Yazılı Görev :: Sayfada adı geçen bütün şehirleri, metinde göründükleri sırayla yazınız.

Sayfa ::

• ingilizlerden maaş aldığı, etki ajanı olduğu ve ermeni'lerin iddialarını ermeniymişcesine desteklediği için kurtuluş savaşı yıllarında kuva-ı milliyeciler tarafından artin kemal olarak da anılan bir vatan hainiydi.

    edit: "ben sattım sanki vatanı, kötüleyin."
  • 1 nisan 1921'de başlayan yunan taarruzu sırasında istanbul'dadır. yunan taarruzunun başarılı olması onu heyecanlandırmıştır. şu sözlere bakın:
    "...haydutların işi gücü savaş. siyasetten zerre kadar anladıkları yok. ellerinde derme çatma bir ordu, birkaç tane de düzme kahraman, dövüşüp duruyorlar. hükümet ölçmüş biçmiş, uygun görmüş, sevr antlaşmasını imzalamış. size ne oluyor a zırzoplar? beyhude yere kan dökmenin alemi var mı? öğrendiğime göre, londra'da da çocuk gibi, izmir'i isteriz, edirne'yi isteriz, adana'yı isteriz, hatta 'tam istiklal isteriz' diye tutturmuşlar. ne demiş arap, 'elhekmü limen galebe', galibin dediği olur. işte bu kadar! bu kavrayışta, bu bilgide, bu çapta adamlar, değil devleti, ufak bir aşireti bile idare edemezler! edebilseler, yunan ordusu şimdi eskişehir yolunda olur muydu?"

Verilen Liste ::
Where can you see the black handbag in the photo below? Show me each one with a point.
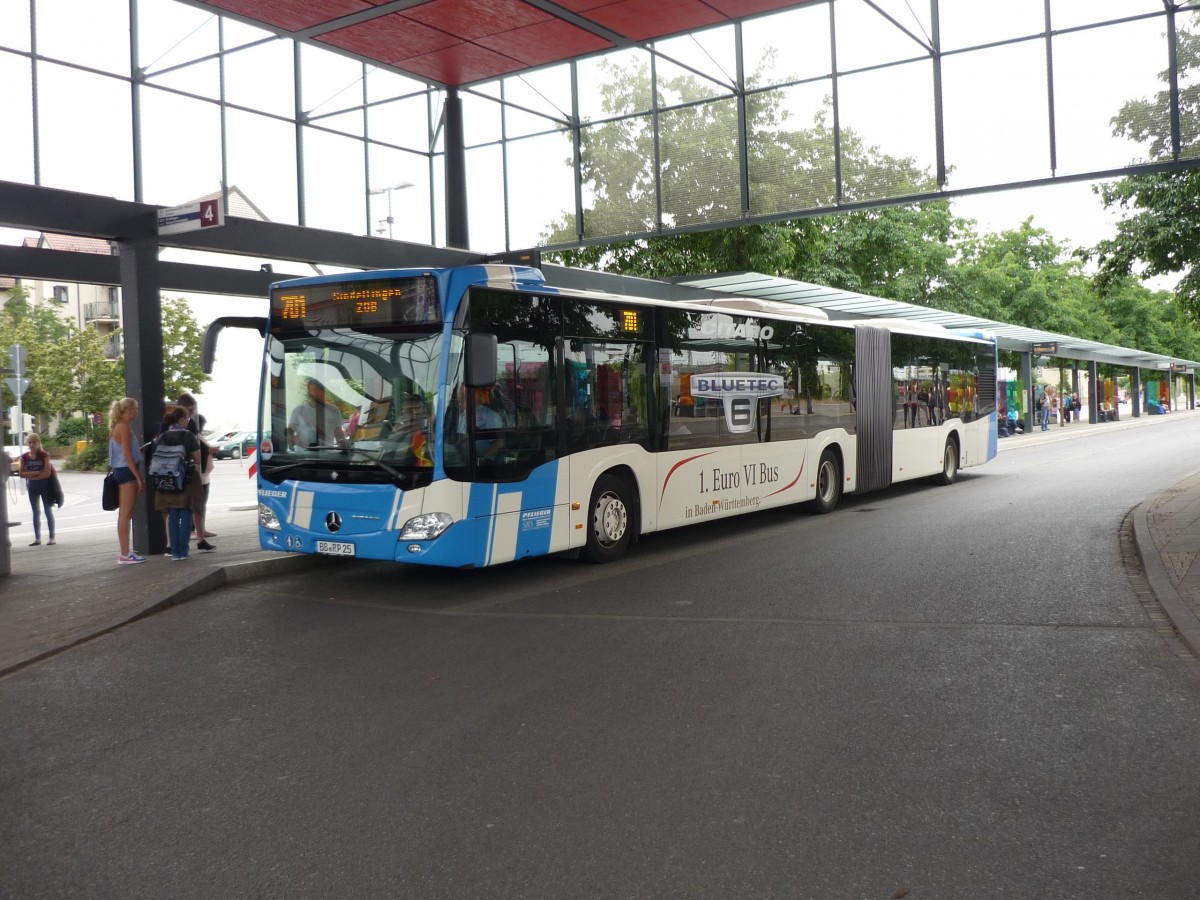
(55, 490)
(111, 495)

---

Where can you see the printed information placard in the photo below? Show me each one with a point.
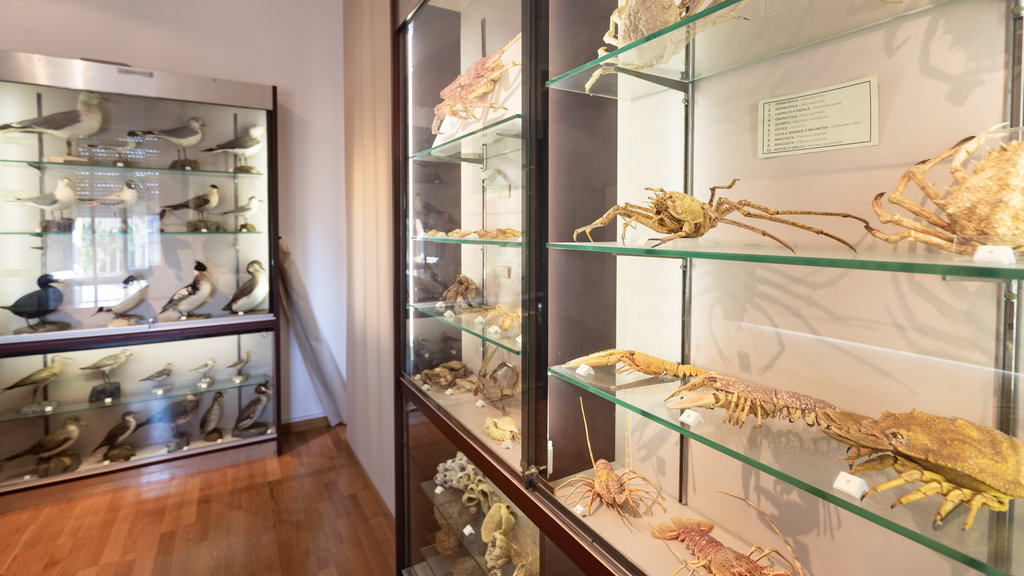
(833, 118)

---

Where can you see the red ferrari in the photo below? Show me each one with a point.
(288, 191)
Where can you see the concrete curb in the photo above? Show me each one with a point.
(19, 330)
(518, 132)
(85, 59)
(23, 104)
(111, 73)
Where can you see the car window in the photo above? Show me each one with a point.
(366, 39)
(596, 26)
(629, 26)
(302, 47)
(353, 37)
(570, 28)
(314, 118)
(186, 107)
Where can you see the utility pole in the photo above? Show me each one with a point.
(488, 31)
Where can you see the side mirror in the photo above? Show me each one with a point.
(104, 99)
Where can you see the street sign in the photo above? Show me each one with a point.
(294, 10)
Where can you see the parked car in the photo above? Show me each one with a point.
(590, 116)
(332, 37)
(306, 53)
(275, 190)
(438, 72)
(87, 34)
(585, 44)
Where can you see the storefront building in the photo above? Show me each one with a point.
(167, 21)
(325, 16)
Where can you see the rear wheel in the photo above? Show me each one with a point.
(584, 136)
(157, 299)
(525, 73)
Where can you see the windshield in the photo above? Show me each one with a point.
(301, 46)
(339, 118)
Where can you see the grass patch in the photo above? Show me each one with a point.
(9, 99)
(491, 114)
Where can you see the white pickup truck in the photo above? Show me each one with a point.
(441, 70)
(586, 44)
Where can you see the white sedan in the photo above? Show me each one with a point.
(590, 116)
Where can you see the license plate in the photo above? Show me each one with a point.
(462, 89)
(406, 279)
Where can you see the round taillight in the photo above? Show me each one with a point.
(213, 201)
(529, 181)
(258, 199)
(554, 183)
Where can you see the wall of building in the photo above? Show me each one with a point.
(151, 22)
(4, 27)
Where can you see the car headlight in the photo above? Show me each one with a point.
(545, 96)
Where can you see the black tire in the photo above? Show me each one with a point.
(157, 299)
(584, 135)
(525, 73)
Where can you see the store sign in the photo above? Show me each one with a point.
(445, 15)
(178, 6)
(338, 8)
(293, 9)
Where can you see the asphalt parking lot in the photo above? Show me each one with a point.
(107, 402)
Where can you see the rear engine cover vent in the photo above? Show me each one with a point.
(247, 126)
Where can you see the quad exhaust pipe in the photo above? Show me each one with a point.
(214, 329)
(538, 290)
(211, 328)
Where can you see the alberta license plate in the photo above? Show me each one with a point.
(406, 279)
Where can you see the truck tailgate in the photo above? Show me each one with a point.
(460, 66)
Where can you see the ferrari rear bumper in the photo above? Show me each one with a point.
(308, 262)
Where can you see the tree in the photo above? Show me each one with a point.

Alıştırma Sonucu :: İstanbul, Londra, İzmir, Edirne, Adana, Eskişehir